This is a set of micro-benchmarks to evaluate different implementation approaches to return values of non-ref type features in the Fuzion Language's JVM bytecode backend.
Java bytecode's product types are Java classes that are allocated on the heap and accessed via a reference to an instance of the class. Fuzion, in contrast, has product types with value type semantics, i.e., there is no need for heap allocation.
This poses a problem for the JVM backend for Fuzion since there is no direct mechanism to return an instance of a value type, e.g., in the Fuzion code
complex(re, im f64).
add(a, b complex) => complex a.re+b.re a.im+b.im
x := add (complex 1 0) (complex 0 1)
How should the backend return the tuple of two doubles from a call to add?
What we would need in Java is something like
(double,double) add(a_re double, a_im double, b_re double, b_im double)
{
return (a_re + b_re, a_im + b_im);
}
(x_re, y_re) = add(1,0,0,1);
The following approaches should be analyzed
This is impractical for all cases but serves as a base case for benchmarking: If a call is inlined, the result does not need to be returned, but it can be passed in several local variable slots on the Java stack.
Wrapping the returned tuple into a new, heap allocated object and returning a reference to the allocated instance. The caller then immediately reads that object's fields and drops the reference:
class Temp
{
double re, im;
}
Temp add(a_re double, a_im double, b_re double, b_im double)
{
var res = new Temp();
res.re = a_re + b_re;
res.im = a_im + b_im;
return res;
}
...
var tmp = add(1,0,0,1);
x_re = tmp.re;
x_im = tmp.im;
This seems painfully expensive thinking of the GC overhead poor locality of memory accesses.
Since we have control over the threads that are started we can make sure that
the current thread instance is a subclass of java.lang.Thread that provides
fields to return structured values.
class MyThread extends Thread
{
double add_re, add_im;
}
void add(a_re double, a_im double, b_re double, b_im double)
{
var ct = (MyThread) Thread.currentThread();
ct.add_re = a_re + b_re;
ct.add_im = a_im + b_im;
}
...
add(1,0,0,1);
var ct = (MyThread) Thread.currentThread();
x_re = ct.add_re;
x_im = ct.add_im;
This largely depends on the performance of Thread.currentThread().
We could declare static fields and use them to return results
static double add_re, add_im;
void add(a_re double, a_im double, b_re double, b_im double)
{
add_re = a_re + b_re;
add_im = a_im + b_im;
}
...
add(1,0,0,1);
x_re = add_re;
x_im = add_im;
This, however, is not thread-safe since there the same static fields would be
used by all threads using add.

*Task requirements*:
[a] Can you rewrite the stretch of the Fuzion return-value notes from "Wrapping the returned" through "Temp add(a_re double, a_im double, b_re double, b_im double)" with "Temp" changed to "Pair"?
[b] How would the Fuzion return-value notes go on after their final sentence? Write the next part.

(Source data)
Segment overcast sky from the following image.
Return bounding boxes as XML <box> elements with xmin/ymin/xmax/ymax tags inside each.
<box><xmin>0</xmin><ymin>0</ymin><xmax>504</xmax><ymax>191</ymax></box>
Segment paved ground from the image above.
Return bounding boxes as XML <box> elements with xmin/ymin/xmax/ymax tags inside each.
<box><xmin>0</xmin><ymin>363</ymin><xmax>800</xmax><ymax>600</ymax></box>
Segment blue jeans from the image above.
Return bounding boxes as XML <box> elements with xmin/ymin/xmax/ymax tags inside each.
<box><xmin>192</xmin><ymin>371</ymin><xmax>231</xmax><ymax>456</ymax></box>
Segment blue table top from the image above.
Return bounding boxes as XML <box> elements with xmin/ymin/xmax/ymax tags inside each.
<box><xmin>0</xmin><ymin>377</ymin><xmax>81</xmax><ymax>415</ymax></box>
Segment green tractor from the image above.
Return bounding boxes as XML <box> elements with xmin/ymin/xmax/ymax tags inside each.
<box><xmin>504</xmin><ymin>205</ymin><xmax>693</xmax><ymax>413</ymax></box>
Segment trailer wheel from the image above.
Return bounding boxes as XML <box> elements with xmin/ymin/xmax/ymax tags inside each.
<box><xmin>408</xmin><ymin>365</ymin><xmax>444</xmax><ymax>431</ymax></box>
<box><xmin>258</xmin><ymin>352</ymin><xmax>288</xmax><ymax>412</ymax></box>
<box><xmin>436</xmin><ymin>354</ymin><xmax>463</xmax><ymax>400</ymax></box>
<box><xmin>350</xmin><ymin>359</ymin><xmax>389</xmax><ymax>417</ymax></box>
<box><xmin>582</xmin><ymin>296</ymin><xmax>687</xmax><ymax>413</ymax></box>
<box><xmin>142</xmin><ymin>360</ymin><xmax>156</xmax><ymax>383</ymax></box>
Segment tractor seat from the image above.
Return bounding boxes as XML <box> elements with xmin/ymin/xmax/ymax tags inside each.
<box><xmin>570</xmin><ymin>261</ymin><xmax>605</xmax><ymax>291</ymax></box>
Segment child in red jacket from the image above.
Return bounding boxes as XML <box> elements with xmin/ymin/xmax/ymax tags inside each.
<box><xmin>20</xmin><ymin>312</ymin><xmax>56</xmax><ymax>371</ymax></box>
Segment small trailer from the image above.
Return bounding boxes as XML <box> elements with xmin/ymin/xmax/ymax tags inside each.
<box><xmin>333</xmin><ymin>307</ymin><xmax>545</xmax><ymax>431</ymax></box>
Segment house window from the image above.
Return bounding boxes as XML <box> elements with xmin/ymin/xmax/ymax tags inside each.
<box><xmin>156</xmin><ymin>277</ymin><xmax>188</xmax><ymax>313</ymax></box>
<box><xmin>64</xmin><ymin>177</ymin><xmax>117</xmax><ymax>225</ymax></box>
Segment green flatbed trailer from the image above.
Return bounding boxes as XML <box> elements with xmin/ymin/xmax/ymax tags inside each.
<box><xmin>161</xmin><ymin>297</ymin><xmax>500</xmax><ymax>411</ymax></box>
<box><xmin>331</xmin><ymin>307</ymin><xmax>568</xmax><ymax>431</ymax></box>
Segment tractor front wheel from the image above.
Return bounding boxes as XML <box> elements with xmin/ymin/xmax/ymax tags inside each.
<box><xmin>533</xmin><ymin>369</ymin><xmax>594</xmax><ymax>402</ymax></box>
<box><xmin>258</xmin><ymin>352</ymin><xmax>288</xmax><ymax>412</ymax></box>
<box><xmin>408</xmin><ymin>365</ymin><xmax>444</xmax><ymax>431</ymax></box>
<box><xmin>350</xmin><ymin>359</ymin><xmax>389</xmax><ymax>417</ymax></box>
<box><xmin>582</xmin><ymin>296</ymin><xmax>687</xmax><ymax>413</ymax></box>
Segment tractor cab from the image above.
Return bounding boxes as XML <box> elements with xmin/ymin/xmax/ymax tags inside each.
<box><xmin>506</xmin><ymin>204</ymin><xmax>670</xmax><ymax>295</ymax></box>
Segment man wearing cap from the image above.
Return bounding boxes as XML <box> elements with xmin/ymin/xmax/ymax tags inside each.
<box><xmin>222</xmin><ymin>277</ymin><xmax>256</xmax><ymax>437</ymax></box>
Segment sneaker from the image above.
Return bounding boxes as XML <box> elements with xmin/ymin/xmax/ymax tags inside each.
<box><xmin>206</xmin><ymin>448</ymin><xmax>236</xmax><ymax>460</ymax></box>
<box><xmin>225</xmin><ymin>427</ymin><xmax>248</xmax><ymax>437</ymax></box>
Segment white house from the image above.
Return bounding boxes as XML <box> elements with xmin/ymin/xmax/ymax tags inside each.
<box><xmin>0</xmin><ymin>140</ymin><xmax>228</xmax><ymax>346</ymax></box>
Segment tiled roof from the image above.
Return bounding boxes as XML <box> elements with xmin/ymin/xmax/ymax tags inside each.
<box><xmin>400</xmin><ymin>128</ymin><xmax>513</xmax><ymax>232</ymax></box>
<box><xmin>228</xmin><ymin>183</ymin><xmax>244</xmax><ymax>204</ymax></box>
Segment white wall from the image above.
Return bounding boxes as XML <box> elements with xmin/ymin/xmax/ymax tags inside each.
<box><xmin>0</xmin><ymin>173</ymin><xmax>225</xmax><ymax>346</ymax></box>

*Task answers*:
[a]
Wrapping the returned tuple into a new, heap allocated object and returning a reference to the allocated instance. The caller then immediately reads that object's fields and drops the reference:
class Pair
{
double re, im;
}
Pair add(a_re double, a_im double, b_re double, b_im double)

[b]
We could declare static fields and use them to return results
static ThreadLocal<Double> add_re = new ThreadLocal<>();
static ThreadLocal<Double> add_im = new ThreadLocal<>();
void add(a_re double, a_im double, b_re double, b_im double)
{
add_re.set(a_re + b_re);
add_im.set(a_im + b_im);
}
...
add(1,0,0,1);
x_re = add_re.get();
x_im = add_im.get();
This is thread safe, but the boxing of primitive types like double together
with the hash map used internally in Java's ThreadLocal seems prohibitively
expensive.
We could pass a ref to an instance to hold the result
static class ResultContainer
{
double re, im;
}
static ResultContainer xc = new ResultContainer;
void add(a_re double, a_im double, b_re double, b_im double, ResultContainer rc)
{
rc.re = a_re + b_re;
rc.im = a_im + b_im;
}
...
var c = xc;
add(1,0,0,1,c);
x_re = c.get();
x_im = c.get();
The problem here is that the container has to be stored somewhere, as static field like here is not thread-safe. Alternatives are dynamic allocation or a thread local, or to pass it around with all calls.
We could pass a ref to an instance to hold the result and allocate this instance whenever nee
static class ResultContainer
{
double re, im;
}
void add(a_re double, a_im double, b_re double, b_im double, ResultContainer rc)
{
rc.re = a_re + b_re;
rc.im = a_im + b_im;
}
...
var c = new ResultContainer();
add(1,0,0,1,c);
x_re = c.get();
x_im = c.get();
There are two implementations, one using JMH and one using a hand-written simple benchmark framework:
Use make target run to get the throughput, run_all to measure all that JMH
can offer.
Limitations: I could not find a way to make JMH run using my own Java thread, so case 2 is missing here.
Use make target run_directly includes case 2, but does less sophisticated
measurements.